### ASSIGNMENT
Excluding pictures, retype the line with "[ ] a point" and each line that follows it to the end of the data below, word for word.

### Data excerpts

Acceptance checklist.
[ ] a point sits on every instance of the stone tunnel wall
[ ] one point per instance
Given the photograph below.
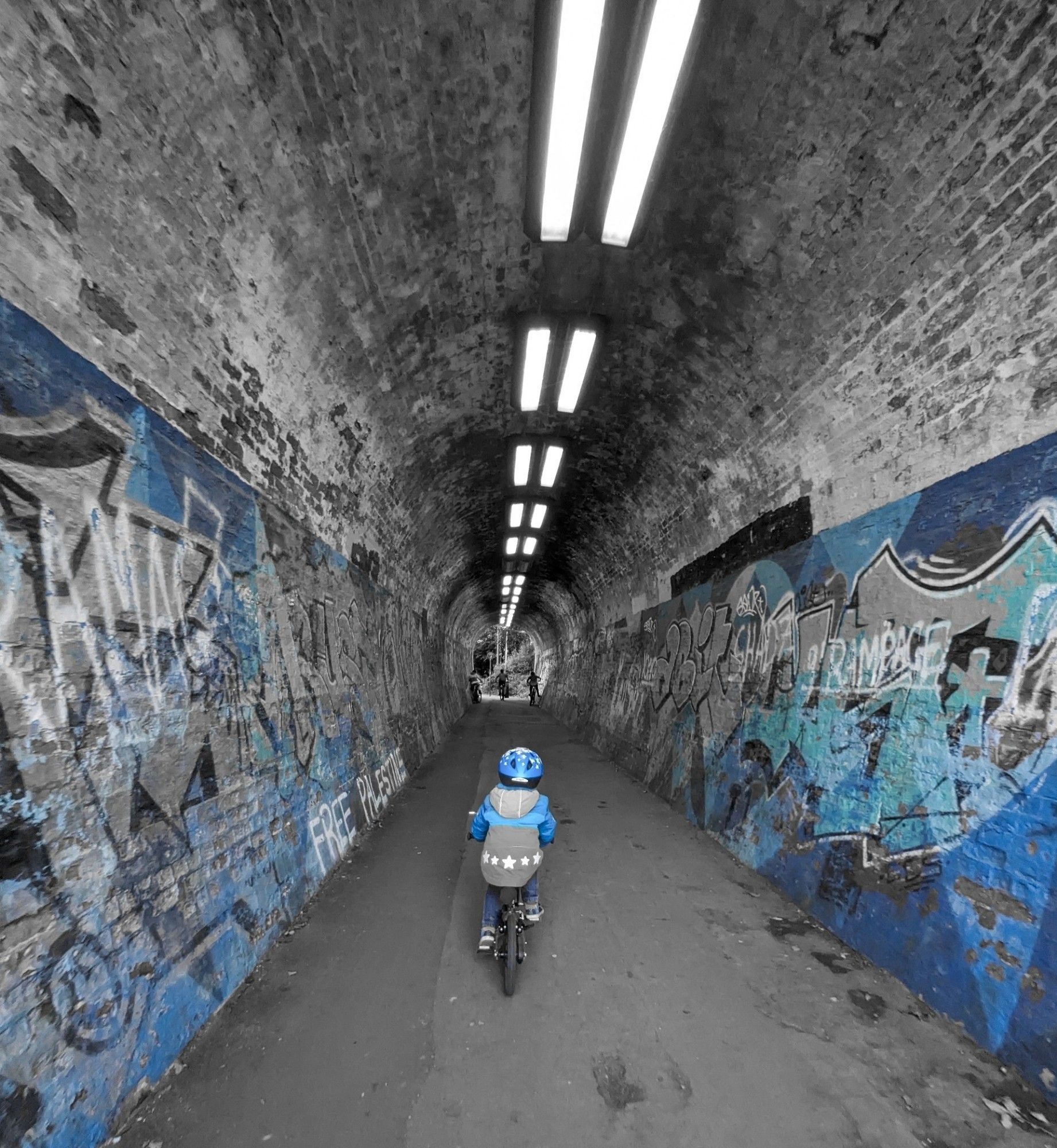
(203, 708)
(868, 719)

### EXERCISE RESPONSE
[ ] a point sits on every instance of the stone tunnel wall
[ ] one point per instance
Given the photograph below.
(203, 708)
(868, 719)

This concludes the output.